Source text —
____

Remember that people who go to the same high
school have more-or-less all known one another since elementary school,
and
that who is or is not popular in high school is largely a holdover from
this
time—i.e., from the time before everyone’s bodies
had developed. So,
the alleged “hottest” girls in high
school are largely just coasting on having been the
“prettiest” girls in 5th
grade—and what the fuck is that based on?
It’s not like when you’re 11,
you talk about other 11-year-olds having
sweet bodies—being the
“prettiest” in
5th grade just means having a decent face, shiny
hair, and parents
who put a lot of time and energy into dressing you.
In our high schools, at least, there were several
popular girls who were allegedly popular for being hot, but about whom
we
didn’t see what the big deal was, and lots of girls who weren’t popular but probably
could have been models—we would think
“how come everyone isn’t trying to
fuck that girl?”, but we
never said anything, because we
just assumed
the problem was with us. We’re
betting
that, if you think back to your high school, you’ll find that
the same thing
was true.
Now, remember, this is not
an academic-feminist essay where we are saying that there is no such thing as being hot; there is definitely such a thing as being
hot—all
we’re saying is that who people say
they think is hot is not always they same as who they really
think is hot.
The trick is to make
them say it (and not, as the
academic
feminists would have you believe, to decide that it is stupid to care
about
being hot, and give up). Over
the course
of our career as professional awesome people, we have come to know many
chicks
who are hot for a living—burlesque performers,
alternative/fetish models, and
the like—and the thing is, they all
say they were nerds in high school.
But
now, being hot is their job. So how did this happen? Simple.

____

Records provided —

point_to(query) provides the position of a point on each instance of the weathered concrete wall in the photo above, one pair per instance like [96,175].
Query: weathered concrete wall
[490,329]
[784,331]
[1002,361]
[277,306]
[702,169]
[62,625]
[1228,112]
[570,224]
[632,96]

____

Your tasks —
**a.** In the passage about high school popularity, what do the women who are hot for a living all say about themselves in high school?
**b.** Reproduce part of the passage about high school popularity word for word, beginning at the words "It’s not like" and stopping after "into dressing you.".
The entries have no role here.

Exercise responses —
**a.** They all say they were nerds in high school.

**b.**
It’s not like when you’re 11,
you talk about other 11-year-olds having
sweet bodies—being the
“prettiest” in
5th grade just means having a decent face, shiny
hair, and parents
who put a lot of time and energy into dressing you.